# [SHORT PROBLEM]
Return verbatim every line from the one containing "Detect every bird reflection" through the one containing "[407,570,530,796]", with both of those lines included.

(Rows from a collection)
⁂

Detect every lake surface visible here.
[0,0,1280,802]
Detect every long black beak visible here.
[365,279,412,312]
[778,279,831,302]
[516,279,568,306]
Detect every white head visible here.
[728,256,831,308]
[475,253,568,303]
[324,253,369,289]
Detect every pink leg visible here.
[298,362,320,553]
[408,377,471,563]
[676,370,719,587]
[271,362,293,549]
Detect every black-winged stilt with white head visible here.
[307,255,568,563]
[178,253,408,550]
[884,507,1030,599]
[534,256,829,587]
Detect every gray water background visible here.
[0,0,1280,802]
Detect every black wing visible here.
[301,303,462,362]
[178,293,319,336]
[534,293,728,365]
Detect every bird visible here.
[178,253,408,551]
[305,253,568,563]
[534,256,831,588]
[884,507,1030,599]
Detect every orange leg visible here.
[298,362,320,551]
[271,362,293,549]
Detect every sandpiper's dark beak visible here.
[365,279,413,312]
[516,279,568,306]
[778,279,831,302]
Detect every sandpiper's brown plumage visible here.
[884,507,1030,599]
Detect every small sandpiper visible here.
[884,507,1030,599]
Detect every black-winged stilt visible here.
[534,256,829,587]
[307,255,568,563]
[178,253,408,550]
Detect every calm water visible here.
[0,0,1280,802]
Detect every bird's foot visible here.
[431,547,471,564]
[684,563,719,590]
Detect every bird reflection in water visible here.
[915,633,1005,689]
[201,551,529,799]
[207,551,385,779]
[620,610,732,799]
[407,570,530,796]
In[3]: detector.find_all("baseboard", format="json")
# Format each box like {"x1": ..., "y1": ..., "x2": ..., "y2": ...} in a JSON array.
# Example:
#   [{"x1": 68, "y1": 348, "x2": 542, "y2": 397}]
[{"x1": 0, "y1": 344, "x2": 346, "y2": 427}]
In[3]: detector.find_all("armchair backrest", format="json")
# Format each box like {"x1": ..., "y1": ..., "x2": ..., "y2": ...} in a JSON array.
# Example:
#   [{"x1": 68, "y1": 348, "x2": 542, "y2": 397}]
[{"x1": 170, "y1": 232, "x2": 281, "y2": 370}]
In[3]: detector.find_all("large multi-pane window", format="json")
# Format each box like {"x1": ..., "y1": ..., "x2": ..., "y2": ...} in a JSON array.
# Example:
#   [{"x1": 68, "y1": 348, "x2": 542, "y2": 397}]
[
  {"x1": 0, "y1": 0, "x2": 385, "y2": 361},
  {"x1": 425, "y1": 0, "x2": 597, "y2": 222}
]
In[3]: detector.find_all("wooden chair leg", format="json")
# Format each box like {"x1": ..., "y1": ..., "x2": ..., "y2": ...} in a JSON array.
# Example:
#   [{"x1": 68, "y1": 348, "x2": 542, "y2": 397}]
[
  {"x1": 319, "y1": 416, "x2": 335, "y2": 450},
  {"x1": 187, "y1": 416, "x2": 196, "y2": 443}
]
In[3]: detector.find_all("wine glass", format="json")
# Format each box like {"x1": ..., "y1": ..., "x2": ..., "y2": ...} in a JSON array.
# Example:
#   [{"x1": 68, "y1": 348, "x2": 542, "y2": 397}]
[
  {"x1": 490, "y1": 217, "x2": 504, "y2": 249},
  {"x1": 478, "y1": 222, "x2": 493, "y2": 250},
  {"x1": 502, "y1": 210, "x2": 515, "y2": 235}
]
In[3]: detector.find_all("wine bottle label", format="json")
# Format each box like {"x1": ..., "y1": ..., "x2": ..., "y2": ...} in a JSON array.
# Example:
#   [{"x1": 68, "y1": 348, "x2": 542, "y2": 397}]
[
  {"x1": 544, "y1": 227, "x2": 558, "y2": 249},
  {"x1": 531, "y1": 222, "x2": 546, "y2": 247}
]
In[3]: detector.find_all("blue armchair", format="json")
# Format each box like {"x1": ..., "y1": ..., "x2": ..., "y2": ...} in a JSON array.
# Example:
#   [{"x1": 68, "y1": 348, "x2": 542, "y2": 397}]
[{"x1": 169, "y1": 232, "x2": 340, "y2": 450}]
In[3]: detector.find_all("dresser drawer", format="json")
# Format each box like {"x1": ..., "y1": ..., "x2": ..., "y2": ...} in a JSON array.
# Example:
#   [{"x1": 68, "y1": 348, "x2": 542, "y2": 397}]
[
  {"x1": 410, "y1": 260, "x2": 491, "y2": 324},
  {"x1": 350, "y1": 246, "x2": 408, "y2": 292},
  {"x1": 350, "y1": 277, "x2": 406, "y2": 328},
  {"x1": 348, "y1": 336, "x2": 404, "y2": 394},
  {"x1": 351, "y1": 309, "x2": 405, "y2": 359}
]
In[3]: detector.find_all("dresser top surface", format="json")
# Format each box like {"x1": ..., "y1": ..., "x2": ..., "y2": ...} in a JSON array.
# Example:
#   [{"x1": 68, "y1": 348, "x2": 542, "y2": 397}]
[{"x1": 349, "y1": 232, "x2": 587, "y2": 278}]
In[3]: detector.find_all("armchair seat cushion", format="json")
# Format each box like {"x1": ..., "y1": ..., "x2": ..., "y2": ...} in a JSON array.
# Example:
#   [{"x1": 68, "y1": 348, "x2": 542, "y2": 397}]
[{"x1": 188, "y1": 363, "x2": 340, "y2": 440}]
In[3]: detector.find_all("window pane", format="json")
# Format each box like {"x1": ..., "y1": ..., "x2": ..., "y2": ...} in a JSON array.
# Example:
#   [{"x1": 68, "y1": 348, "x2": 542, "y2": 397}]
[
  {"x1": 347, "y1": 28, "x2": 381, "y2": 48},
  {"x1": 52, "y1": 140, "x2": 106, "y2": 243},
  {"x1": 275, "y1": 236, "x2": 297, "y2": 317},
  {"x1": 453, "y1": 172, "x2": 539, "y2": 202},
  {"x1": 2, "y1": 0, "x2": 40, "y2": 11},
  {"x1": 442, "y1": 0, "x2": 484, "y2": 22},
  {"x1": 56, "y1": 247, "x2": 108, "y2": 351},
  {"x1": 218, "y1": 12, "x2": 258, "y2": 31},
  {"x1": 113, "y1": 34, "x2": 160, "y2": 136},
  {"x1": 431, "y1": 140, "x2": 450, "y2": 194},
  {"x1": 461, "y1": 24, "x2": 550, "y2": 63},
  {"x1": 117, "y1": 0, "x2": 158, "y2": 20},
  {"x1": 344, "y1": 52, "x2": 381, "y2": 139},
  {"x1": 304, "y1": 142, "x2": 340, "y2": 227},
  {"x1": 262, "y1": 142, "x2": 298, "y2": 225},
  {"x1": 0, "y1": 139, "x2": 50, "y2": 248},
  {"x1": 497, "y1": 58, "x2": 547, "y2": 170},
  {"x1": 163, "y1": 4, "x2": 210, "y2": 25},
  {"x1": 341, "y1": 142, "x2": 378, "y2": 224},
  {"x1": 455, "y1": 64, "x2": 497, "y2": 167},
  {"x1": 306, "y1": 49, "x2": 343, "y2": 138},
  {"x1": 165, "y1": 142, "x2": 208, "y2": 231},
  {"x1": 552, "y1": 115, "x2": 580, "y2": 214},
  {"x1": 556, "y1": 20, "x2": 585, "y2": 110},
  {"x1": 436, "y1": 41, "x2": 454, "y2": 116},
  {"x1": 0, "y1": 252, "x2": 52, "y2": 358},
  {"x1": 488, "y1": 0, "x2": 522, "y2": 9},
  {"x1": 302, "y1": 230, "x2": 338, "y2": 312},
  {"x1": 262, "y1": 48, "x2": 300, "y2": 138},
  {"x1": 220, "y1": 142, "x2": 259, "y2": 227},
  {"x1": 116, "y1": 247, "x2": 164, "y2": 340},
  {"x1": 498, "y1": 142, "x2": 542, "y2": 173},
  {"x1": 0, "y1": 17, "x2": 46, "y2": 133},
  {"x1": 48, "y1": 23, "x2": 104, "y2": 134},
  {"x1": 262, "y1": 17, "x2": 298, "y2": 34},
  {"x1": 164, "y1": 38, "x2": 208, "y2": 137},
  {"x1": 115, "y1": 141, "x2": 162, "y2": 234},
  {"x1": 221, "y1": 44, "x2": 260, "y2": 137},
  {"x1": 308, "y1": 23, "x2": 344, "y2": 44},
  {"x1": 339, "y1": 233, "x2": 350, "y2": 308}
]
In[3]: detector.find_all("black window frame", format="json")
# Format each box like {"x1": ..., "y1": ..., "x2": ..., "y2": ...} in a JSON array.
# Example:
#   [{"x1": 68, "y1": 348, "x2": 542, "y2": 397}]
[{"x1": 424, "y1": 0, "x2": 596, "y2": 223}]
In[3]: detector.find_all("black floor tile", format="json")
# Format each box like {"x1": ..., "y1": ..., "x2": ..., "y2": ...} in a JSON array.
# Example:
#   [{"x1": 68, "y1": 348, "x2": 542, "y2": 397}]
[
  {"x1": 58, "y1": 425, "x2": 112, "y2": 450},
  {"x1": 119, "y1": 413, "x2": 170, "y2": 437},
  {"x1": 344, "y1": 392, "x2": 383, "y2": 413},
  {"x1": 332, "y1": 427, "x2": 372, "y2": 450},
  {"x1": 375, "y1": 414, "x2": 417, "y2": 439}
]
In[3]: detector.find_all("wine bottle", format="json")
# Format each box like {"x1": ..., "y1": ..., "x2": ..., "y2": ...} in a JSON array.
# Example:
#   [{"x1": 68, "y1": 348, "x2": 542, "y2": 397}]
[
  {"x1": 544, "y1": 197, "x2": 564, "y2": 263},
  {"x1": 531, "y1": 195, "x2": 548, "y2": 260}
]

⁂

# [ANSWER TO THE PROBLEM]
Detect every bird reflection in water visible here.
[915,633,1005,689]
[201,551,529,799]
[207,551,385,779]
[620,610,732,799]
[407,570,530,796]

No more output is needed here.